● EXERCISE DETAILS:
Answer these questions from the Markov decision processes post below:
1. Which two methods for solving MDPs exactly does it name?
2. What algorithm infers value estimates from observation tuples?
3. Of how many things is the tuple that defines an MDP made up?

● PASSAGE SHOWN:
The code associated with this blog post can be found here.


Table of Contents

Background

In this post, I will be talking about Markov Decision Processes (MDPs), their role in reinforcement learning, and a few ways in which they can be solved. This post will first talk about methods for solving MDPs exactly, including value iteration and policy iteration. We will then discuss the reinforcement learning problem, where we assume MDPs are the underlying mechanic in our observations, but we are blind to the MDP’s reward and state transition mechanics. This will require us to infer value estimates using observation tuples and an algorithm called Q-learning.

MDPs

Formally, a Markov decision process is defined as a tuple of four things:

\[(S, A, R, T)\]

$S$ is a set of states and $A$ is a set of actions available at each state. $R(s,a,s’)$ is a reward function, namely, “if I take action $a$ in state $s$ and end in state $s’$, what reward will I receive?”. Finally, $T(s,a,s’)$ is a state-transition function that defines transition probabilities between states $s$ and $s’$, given an action $a$. Solving an MDP involves maximizing the reward we can receive from the environment within a finite-time horizon.

Location labeling records:
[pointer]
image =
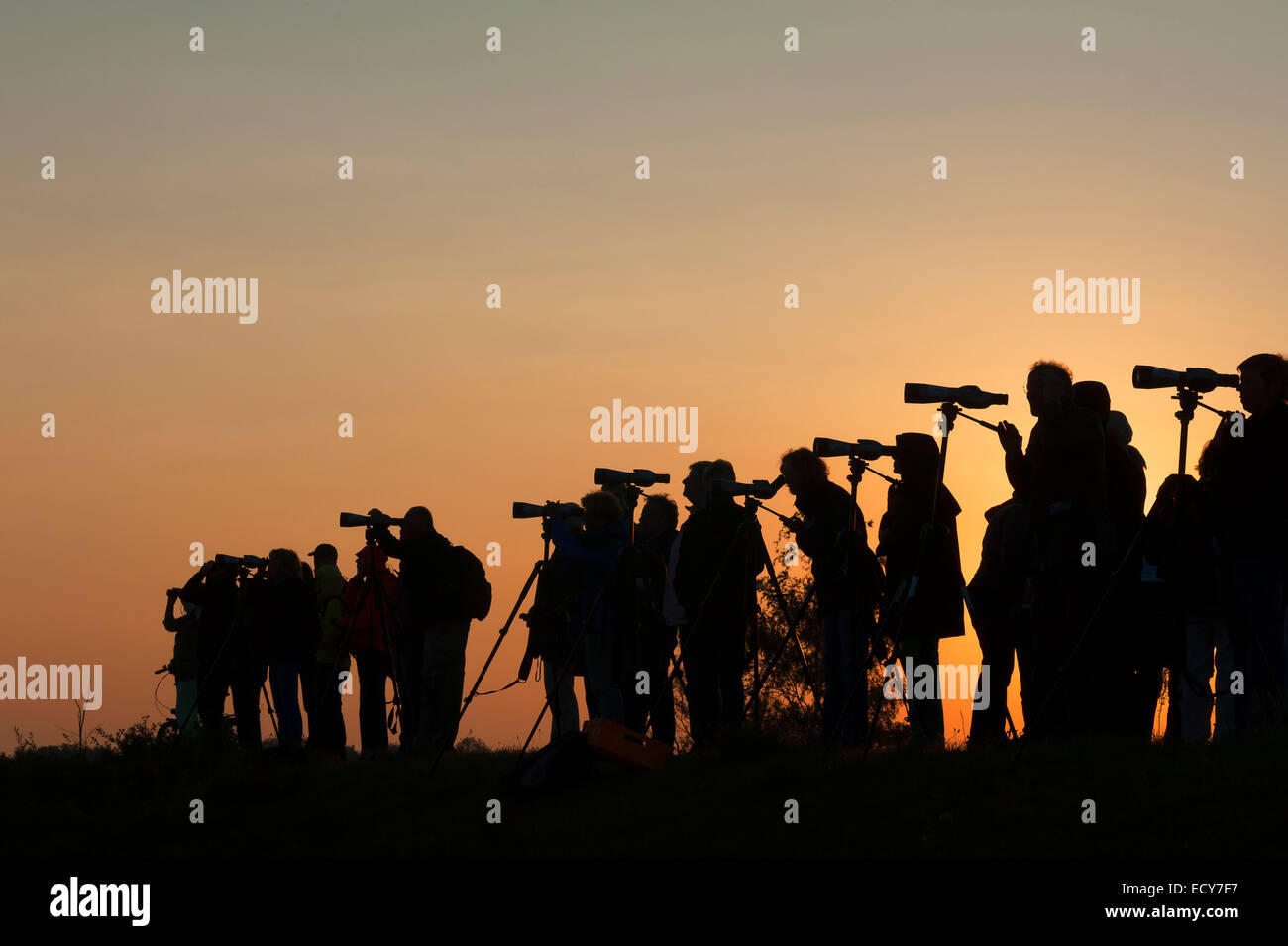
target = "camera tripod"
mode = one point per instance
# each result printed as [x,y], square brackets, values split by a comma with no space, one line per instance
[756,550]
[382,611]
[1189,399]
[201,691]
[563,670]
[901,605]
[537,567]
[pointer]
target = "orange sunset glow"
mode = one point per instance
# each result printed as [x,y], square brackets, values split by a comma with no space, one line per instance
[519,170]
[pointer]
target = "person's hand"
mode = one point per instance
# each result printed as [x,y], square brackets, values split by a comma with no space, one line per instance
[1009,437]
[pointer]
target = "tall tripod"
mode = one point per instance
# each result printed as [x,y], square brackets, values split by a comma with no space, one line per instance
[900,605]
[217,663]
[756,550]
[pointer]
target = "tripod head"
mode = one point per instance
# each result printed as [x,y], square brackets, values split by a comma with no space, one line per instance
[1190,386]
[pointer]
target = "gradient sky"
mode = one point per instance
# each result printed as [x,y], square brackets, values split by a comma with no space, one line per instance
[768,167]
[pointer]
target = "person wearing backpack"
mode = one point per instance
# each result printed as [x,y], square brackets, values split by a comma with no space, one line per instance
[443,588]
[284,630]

● ANSWER TO THIS TASK:
1. Value iteration and policy iteration.
2. Q-learning.
3. Four: $S$, $A$, $R$ and $T$.